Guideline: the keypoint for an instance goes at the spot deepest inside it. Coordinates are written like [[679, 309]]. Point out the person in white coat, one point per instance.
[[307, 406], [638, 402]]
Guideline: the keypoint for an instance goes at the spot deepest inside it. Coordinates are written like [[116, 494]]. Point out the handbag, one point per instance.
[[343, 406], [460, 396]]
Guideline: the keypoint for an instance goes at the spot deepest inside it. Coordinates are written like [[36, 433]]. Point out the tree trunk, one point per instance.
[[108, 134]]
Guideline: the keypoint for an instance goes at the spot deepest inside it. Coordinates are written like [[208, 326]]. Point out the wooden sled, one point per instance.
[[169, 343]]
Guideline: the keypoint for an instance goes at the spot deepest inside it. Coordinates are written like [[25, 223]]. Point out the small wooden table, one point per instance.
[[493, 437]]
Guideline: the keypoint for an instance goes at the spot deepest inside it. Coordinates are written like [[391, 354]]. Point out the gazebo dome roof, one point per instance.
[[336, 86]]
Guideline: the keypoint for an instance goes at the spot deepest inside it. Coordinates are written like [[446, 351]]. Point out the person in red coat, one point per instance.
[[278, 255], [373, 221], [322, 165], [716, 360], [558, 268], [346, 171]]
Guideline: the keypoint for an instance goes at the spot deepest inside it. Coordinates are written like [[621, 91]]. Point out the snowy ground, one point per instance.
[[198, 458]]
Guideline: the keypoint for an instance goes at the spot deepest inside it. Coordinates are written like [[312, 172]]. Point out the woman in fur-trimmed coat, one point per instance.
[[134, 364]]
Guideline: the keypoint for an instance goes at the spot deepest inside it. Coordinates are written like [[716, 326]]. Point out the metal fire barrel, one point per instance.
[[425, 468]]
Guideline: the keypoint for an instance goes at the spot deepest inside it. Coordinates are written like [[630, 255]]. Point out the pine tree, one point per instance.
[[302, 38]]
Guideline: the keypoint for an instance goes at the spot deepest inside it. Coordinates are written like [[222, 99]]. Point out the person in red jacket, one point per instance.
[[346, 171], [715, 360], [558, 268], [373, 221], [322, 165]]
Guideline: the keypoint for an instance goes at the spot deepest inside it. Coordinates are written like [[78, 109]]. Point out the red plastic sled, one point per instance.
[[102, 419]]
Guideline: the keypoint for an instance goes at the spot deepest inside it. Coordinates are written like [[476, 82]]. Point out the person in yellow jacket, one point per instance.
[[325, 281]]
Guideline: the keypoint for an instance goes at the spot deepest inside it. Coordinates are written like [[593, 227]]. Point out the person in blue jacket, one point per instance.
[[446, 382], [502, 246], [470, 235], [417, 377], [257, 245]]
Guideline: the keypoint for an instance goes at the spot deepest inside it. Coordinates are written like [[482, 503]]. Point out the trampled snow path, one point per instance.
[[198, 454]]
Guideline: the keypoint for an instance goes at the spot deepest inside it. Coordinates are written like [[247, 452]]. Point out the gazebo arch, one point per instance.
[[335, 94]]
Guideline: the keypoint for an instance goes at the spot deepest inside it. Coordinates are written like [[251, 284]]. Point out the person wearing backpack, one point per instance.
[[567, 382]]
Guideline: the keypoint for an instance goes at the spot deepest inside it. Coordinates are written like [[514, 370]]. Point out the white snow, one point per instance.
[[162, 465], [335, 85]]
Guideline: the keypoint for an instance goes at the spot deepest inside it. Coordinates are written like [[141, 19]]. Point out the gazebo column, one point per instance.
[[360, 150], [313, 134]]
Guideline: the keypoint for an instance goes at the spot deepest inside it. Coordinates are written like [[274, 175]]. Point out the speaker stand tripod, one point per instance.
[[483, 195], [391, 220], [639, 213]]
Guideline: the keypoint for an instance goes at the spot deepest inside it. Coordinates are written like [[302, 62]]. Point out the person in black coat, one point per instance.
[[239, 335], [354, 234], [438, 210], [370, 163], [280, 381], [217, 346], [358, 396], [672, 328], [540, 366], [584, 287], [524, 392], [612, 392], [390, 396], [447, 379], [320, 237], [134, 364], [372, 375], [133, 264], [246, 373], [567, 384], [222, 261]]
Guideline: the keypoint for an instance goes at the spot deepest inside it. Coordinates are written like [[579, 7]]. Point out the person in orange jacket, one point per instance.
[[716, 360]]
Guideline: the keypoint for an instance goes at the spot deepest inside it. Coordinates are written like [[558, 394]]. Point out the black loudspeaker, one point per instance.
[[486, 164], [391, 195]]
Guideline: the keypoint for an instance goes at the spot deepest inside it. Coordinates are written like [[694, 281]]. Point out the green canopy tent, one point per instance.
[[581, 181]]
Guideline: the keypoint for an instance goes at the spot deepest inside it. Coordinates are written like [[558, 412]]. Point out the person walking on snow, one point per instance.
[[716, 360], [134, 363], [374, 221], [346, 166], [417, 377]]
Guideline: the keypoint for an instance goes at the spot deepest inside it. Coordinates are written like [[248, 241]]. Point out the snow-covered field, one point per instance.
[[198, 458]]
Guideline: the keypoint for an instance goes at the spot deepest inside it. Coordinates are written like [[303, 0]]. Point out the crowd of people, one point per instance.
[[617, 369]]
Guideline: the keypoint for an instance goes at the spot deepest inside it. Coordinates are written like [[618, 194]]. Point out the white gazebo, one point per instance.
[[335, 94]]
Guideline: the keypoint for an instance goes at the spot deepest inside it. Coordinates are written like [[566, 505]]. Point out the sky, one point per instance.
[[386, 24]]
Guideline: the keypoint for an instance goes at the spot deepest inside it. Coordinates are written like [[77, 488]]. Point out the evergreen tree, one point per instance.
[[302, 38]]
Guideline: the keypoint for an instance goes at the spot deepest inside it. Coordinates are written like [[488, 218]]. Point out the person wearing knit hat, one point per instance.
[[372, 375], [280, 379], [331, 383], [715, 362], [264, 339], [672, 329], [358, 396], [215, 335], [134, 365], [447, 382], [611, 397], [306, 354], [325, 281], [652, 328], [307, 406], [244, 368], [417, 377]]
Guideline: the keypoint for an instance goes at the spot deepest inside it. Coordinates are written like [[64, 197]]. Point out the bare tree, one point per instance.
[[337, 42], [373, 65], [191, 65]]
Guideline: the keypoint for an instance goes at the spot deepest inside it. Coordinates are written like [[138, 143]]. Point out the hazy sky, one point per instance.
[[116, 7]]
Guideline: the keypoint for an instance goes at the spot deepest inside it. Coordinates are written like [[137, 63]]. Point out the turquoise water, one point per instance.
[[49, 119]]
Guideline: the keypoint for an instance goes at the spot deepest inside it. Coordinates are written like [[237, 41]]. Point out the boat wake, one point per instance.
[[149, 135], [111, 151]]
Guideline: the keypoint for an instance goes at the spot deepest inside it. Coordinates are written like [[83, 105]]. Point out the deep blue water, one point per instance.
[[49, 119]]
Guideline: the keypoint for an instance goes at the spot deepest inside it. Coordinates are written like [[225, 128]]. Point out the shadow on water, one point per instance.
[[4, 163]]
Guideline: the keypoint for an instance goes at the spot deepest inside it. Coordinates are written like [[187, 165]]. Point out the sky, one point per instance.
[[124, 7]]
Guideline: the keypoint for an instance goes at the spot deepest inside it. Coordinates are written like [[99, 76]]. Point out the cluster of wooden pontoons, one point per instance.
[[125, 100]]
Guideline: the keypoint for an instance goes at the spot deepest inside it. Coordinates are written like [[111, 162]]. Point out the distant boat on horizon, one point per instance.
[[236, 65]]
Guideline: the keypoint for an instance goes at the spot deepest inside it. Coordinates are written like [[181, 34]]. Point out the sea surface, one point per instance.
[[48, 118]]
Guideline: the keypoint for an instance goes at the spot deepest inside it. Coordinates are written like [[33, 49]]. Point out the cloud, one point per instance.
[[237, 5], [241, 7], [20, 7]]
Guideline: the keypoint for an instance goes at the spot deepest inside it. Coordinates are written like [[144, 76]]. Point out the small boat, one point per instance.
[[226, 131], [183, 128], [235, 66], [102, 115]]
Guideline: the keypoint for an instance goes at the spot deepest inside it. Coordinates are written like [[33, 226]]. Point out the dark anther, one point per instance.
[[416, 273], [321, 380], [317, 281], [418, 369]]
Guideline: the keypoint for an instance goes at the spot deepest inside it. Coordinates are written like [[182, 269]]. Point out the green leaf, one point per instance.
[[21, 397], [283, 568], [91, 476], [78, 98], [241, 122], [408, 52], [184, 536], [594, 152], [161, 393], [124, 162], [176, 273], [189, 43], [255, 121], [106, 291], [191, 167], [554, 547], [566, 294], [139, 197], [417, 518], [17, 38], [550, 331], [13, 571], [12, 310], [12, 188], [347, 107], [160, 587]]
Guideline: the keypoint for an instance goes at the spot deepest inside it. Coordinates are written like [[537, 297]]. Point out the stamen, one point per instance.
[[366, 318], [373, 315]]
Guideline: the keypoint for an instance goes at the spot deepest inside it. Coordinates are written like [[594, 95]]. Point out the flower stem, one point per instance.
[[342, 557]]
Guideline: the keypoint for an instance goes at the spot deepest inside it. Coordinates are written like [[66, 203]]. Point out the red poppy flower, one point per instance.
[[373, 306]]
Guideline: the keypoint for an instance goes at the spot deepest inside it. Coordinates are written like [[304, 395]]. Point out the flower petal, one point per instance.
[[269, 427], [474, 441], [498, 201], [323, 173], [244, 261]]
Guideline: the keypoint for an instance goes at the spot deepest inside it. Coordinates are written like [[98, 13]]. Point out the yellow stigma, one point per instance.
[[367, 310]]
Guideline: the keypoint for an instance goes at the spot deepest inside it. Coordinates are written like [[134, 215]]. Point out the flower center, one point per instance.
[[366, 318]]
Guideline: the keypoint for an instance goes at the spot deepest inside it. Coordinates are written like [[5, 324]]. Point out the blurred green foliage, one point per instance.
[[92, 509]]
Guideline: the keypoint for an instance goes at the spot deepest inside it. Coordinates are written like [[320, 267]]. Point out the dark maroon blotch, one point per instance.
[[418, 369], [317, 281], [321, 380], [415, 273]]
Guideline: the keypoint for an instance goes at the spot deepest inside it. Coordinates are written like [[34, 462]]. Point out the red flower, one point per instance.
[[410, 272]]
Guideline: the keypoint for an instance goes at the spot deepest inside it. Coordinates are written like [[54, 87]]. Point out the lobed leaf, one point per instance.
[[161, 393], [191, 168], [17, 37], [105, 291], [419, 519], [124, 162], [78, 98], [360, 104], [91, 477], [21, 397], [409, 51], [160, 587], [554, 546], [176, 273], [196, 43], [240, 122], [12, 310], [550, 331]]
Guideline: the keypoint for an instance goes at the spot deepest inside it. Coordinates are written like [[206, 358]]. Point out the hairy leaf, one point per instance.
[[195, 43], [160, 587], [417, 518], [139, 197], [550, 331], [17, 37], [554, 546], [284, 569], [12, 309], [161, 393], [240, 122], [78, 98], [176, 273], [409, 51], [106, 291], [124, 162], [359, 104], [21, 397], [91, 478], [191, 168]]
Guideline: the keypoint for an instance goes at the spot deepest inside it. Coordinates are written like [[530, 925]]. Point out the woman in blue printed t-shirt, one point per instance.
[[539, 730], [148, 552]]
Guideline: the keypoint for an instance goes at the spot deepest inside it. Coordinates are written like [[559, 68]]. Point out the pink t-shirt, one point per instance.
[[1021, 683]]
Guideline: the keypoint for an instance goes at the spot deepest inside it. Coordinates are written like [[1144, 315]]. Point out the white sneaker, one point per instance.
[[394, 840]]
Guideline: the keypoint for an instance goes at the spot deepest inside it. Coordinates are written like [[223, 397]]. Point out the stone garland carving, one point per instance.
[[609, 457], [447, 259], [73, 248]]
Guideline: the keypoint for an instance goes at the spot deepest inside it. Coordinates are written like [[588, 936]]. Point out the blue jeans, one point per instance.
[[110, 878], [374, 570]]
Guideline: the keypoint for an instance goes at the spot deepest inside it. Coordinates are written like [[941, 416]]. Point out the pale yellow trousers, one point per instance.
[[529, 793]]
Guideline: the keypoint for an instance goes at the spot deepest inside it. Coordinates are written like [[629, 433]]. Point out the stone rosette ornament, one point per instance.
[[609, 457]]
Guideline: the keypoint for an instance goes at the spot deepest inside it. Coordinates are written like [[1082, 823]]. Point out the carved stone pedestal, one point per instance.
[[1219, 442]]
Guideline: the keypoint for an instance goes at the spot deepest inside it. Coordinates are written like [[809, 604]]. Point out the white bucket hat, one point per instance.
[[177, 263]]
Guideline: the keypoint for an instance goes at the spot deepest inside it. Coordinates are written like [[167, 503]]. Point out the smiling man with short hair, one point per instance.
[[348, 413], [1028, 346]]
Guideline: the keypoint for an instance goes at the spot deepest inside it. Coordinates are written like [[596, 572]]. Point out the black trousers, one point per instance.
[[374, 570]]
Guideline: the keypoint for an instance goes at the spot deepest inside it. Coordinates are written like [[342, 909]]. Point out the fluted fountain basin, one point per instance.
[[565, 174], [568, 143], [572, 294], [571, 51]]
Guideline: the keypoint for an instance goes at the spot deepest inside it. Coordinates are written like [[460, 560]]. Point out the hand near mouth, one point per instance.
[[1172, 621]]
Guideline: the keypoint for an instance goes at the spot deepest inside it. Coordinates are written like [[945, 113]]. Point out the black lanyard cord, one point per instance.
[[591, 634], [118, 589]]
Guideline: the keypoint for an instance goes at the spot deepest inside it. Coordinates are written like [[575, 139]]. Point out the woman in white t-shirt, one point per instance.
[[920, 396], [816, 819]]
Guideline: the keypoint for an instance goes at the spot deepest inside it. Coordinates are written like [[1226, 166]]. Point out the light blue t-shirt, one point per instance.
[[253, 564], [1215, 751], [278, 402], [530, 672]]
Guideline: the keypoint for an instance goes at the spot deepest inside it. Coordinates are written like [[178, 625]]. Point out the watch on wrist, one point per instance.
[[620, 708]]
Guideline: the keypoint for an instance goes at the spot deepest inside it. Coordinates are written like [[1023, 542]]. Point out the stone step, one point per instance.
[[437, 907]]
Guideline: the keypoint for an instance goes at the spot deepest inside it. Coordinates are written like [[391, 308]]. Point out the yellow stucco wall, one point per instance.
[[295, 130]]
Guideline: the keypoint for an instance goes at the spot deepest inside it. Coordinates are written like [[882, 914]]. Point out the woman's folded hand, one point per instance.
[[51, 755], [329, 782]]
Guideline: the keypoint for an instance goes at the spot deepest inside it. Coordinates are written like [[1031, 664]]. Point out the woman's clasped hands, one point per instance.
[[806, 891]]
########################################
Return the lines above verbatim, starting with the first line and ending after the line that contains "[[307, 406], [638, 402]]".

**FINISHED TASK**:
Guideline: the keypoint for an instance goes at the spot deepest inside it. Coordinates are written like [[679, 309]]. Point out the person in white coat, one point per instance.
[[307, 406], [638, 402]]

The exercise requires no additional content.